**Given instruction**
In the patch text, which character does the update teach the tokenizer to treat as a sentence boundary?

From eec7d853aaa7446fc64d670f62fa6d6d2d738a19 Mon Sep 17 00:00:00 2001
From: Jurriaan Roelofs <jur@dxpr.com>
Date: Sat, 31 Aug 2024 12:40:49 +0200
Subject: [PATCH] =?UTF-8?q?Add=20support=20for=20Hindi=20sentence=20bounda?=
 =?UTF-8?q?ry=20character=20(=E0=A5=A4)?=
MIME-Version: 1.0
Content-Type: text/plain; charset=UTF-8
Content-Transfer-Encoding: 8bit

- Update tokenizer to recognize Devanagari danda (।) as a sentence boundary
- Modify word splitting logic to handle Hindi text
- Add test cases for Hindi sentences
- Update README to mention Hindi sentence boundary support
---
 README.md                  |  5 +++--
 dist/sbd.js                | 11 +++++++----
 lib/Match.js               |  3 ++-
 lib/tokenizer.js           |  1 -
 test/multiple_sentences.js | 18 ++++++++++++++++++
 5 files changed, 30 insertions(+), 8 deletions(-)

diff --git a/README.md b/README.md
index b1f432d..4751c60 100644
--- a/README.md
+++ b/README.md
@@ -3,12 +3,13 @@ Sentence Boundary Detection (SBD)
 
 Split text into sentences with a `vanilla` rule based approach (i.e working ~95% of the time).
 
-* Split a text based on period, question- and exclamation marks.
+* Split a text based on period, question- and exclamation marks, and the Hindi sentence boundary character (।).
     * Skips (most) abbreviations (Mr., Mrs., PhD.)
     * Skips numbers/currency
     * Skips urls, websites, email addresses, phone nr.
     * Counts ellipsis and ?! as single punctuation
- 
+    * Supports Hindi sentence boundaries
+
 ### Demo
 
 [http://tessmore.github.io/sbd/](http://tessmore.github.io/sbd/)

**Material**
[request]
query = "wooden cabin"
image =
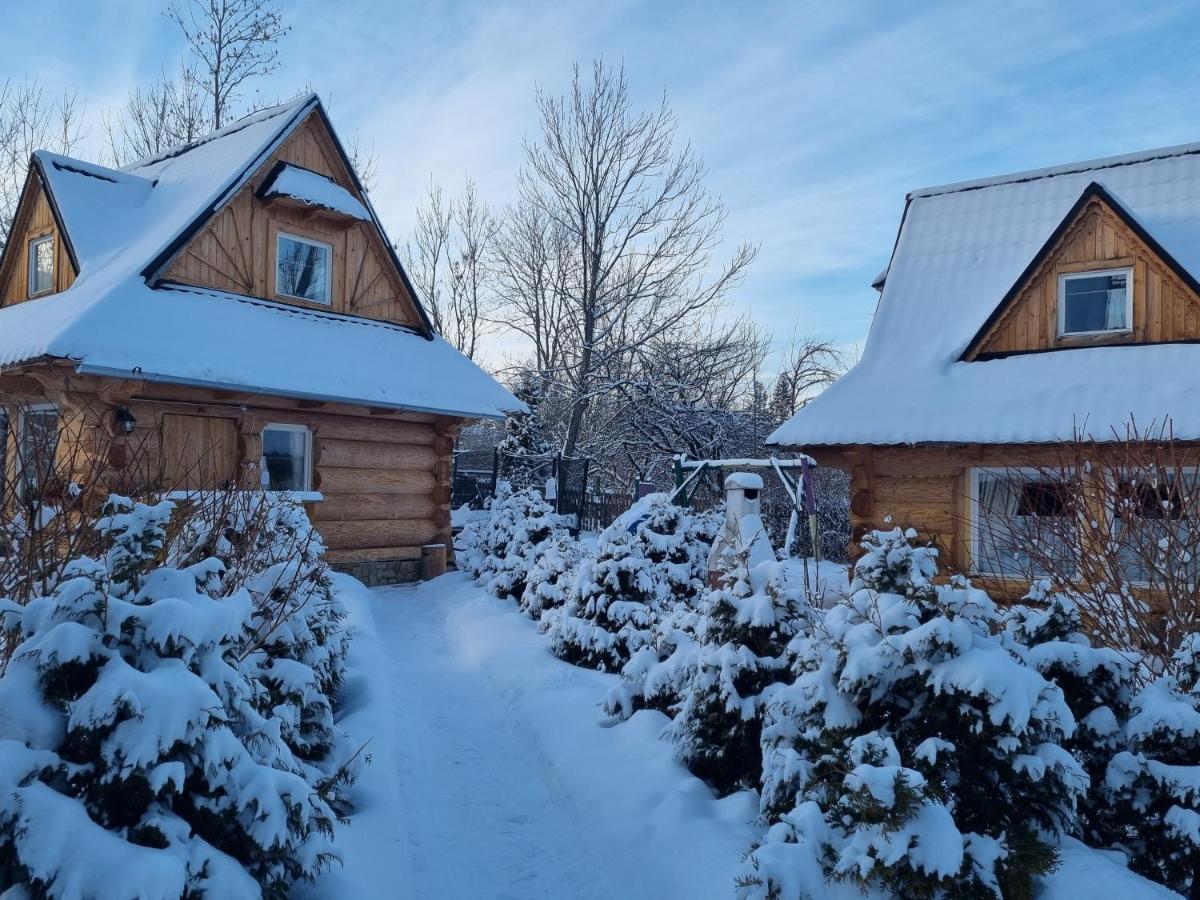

**Solution for this exercise**
The Devanagari danda (।), the Hindi sentence boundary character.